◆ Exercise prompt ◆
Present the data below as a numbered list, one entry per line, with any blank lines left out.

+-------+

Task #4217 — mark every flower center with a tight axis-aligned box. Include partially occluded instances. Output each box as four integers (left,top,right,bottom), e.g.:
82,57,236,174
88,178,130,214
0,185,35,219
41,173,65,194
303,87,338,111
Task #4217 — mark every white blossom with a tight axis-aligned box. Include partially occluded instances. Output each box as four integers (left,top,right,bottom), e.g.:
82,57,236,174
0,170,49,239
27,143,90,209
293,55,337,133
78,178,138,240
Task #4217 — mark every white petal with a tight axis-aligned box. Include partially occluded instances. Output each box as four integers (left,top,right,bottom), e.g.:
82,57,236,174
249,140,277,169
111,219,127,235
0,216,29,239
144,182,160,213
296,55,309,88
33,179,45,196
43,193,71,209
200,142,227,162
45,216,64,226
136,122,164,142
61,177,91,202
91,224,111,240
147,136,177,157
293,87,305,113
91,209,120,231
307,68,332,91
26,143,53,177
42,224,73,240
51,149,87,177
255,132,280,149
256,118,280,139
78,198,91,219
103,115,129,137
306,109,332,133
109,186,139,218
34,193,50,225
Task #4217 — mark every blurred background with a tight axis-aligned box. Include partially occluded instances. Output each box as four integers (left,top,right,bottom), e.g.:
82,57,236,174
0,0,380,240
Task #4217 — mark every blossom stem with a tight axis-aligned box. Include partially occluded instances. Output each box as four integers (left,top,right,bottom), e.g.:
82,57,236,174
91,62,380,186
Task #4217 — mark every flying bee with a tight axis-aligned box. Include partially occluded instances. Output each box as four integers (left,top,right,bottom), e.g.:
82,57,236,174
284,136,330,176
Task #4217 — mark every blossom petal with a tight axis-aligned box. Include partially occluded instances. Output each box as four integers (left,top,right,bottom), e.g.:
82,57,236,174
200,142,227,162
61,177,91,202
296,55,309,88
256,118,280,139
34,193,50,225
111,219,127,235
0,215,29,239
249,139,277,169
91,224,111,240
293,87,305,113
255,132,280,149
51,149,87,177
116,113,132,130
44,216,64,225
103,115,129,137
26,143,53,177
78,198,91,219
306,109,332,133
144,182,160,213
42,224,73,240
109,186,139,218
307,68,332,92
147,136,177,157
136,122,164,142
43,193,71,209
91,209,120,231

+-------+

◆ Result of the exercise ◆
1. Task #4217 — mark every flower center with a tight axis-aligned box. Include partially occluded instances. Output each box as four integers (left,top,right,bottom), e.g.:
2. 82,57,236,174
3. 88,178,130,214
4. 0,185,35,219
5. 41,173,65,194
6. 303,87,338,111
7. Task #4217 — mark every white blossom with a tight axis-aligned box. Include partially occluded instances. Output each box as four integers (left,top,right,bottom), e.g.:
8. 82,57,236,174
9. 0,170,49,239
10. 27,143,90,209
11. 293,55,337,133
12. 78,178,138,240
13. Task #4217 — mark every white petal with a tight axis-aligned box. Include partially occluded instances. Output each box as four integers (left,top,right,bottom), e.g.:
14. 82,57,236,174
15. 249,140,277,169
16. 111,219,127,235
17. 0,216,29,239
18. 144,182,160,213
19. 296,55,309,88
20. 33,179,45,196
21. 43,193,71,209
22. 200,142,227,162
23. 45,216,64,226
24. 136,122,164,142
25. 61,177,91,202
26. 91,224,111,240
27. 147,136,177,157
28. 293,87,305,113
29. 91,209,120,231
30. 307,68,332,91
31. 26,143,53,177
32. 42,224,73,240
33. 51,149,87,177
34. 255,132,280,149
35. 256,118,280,139
36. 78,198,91,219
37. 103,115,129,137
38. 306,109,332,133
39. 109,186,139,218
40. 34,193,50,225
41. Task #4217 — mark every blurred background with a tight axis-aligned box. Include partially occluded instances. Output each box as four integers (left,top,right,bottom), e.g.:
42. 82,57,236,174
43. 0,0,380,240
44. Task #4217 — mark every blossom stem with a tight axis-aligned box. Include partially occluded instances. Output each box as four integers (left,top,right,bottom), e.g.:
45. 82,57,236,174
46. 91,62,380,186
47. Task #4217 — mark every flying bee with a tight axis-aligned box. Include partially occluded instances. Output each box as four integers (left,top,right,bottom), e.g.:
48. 82,57,236,174
49. 284,136,330,176
50. Task #4217 — mark every blossom petal with a tight axis-aligned box. Include partially occluded instances. Output each box as four integers (left,top,right,bottom), e.g.:
51. 82,57,236,174
52. 200,142,227,162
53. 61,177,91,202
54. 296,55,309,88
55. 256,118,280,139
56. 34,193,50,225
57. 111,219,127,235
58. 0,215,29,239
59. 249,139,277,169
60. 91,224,111,240
61. 293,87,305,113
62. 255,132,280,149
63. 51,149,87,177
64. 116,113,132,130
65. 44,216,64,225
66. 103,115,129,137
67. 26,143,53,177
68. 78,198,91,219
69. 306,109,332,133
70. 144,182,160,213
71. 42,224,73,240
72. 109,186,139,218
73. 307,68,332,92
74. 147,136,177,157
75. 136,122,164,142
76. 43,193,71,209
77. 91,209,120,231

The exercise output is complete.